ACTIONS TO TAKE:
**a.** Answer these about the actor runtime excerpt:
(i) Which factory method returns an actor reference?
(ii) What is the only thing an actor reference contains?
(iii) What does the runtime guarantee about the threads an actor executes on?
**b.** Write the next part of the actor runtime excerpt, picking up right after its final sentence.

start DOCUMENT EXTRACT

An actor reference is a proxy object returned by the ‘GetGrain()’ factory method; the programmer uses the reference to invoke the actor’s methods or pass to other components. The reference only contains the logical identity of the actor. The translation of the actor’s logical identity to its physical location and the corresponding routing of messages are done transparently by the runtime. Application code communicates with actors independent of their physical location, which may change over time.

Single-threaded execution of actors

The runtime guarantees that an actor never executes on more than one thread at a time. Combined with the isolation of its state from other actors, the programmer never faces concurrency at the actor level, and hence never needs to use locks or other synchronization mechanisms to control access to data held by an actor. This freedom from data races is in many ways the core feature of the actor model, making it relatively straight-forward to program concurrent systems.

end DOCUMENT EXTRACT
start ENTRIES SHOWN

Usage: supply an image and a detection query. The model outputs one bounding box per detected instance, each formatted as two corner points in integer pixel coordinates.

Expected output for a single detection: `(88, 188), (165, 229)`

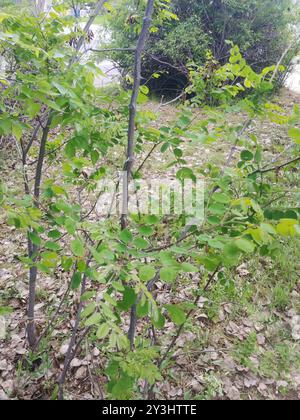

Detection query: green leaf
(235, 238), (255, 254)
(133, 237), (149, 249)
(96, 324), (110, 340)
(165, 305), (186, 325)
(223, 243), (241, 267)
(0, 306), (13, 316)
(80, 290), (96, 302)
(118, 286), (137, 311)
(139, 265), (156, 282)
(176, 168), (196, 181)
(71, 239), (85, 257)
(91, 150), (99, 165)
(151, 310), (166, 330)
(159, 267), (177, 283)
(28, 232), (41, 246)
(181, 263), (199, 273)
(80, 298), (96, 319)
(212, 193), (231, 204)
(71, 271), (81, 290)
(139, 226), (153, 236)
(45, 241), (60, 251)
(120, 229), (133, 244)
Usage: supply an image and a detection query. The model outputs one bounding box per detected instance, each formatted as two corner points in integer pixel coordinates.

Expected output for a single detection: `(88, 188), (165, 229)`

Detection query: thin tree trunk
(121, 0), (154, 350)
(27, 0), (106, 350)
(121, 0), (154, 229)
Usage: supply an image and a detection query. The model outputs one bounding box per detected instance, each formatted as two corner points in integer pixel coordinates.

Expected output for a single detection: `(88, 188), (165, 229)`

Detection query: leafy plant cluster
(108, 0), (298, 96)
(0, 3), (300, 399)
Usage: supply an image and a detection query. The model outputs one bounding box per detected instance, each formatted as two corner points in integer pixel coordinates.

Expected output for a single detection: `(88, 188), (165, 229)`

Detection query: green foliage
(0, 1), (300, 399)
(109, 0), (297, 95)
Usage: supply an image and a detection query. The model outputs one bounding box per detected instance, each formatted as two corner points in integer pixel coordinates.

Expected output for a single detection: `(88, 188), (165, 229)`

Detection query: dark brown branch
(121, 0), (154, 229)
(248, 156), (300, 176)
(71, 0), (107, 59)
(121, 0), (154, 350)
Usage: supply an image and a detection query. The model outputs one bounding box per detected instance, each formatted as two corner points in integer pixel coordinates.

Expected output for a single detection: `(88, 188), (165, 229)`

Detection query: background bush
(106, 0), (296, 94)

end ENTRIES SHOWN
start ENTRIES SHOWN

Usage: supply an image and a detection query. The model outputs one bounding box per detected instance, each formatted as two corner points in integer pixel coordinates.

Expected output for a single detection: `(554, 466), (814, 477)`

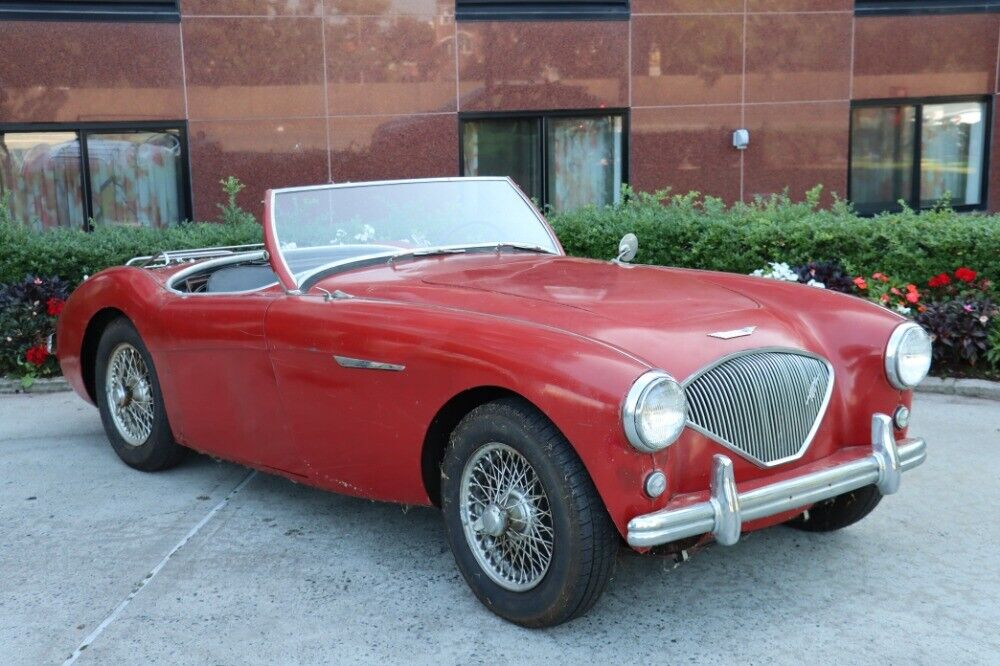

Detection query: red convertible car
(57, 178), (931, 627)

end ENTRIES SHOWN

ANSWERS FOR THIS EXERCISE:
**a.**
(i) The ‘GetGrain()’ factory method.
(ii) The logical identity of the actor.
(iii) An actor never executes on more than one thread at a time.

**b.**
For example, and this is a bit of a contrived example, we can add a list of greetings and not worry about concurrent accesses to it, since invocations are arranged by the runtime to guarantee single-thread access:

public class HelloGrain : Orleans.GrainBase, IHello
{
List<String> greetings = new List<string>();
Task<string> IHello.SayHelloAsync(string greeting)
{
if (greetings.Count < 100)
greetings.Add(greeting);
return Task.FromResult("You said: '" + greeting + "', I say: Hello!");
}
}

In most circumstances, checking the length of the list and adding an element to it would have to be protected by some sort of mutual exclusion mechanism. With actors, mutual exclusion comes with the programming model.

Transparent integration with persistent store

Project “Orleans” allows for declarative mapping of actors’ in-memory state to a persistent store. It synchronizes updates, transparently guaranteeing that callers receive results only after the persistent state has been successfully updated.

For example, we may want to keep the list of greetings around even when a grain is deactivated due to disuse or system failures. The way to do that is to identify a persistent storage provider in your configuration and mark an actor as relying on the configured provider.

The runtime expects you to separate the persisted state in a type of its own, such as in this case:

[StorageProvider(ProviderName = "MyPersistentStore")]
public class HelloGrain : Orleans.GrainBase<IHelloState>, IHello
{
async Task<string> IHello.SayHelloAsync(string greeting)
{
if (State.Greetings.Count < 100)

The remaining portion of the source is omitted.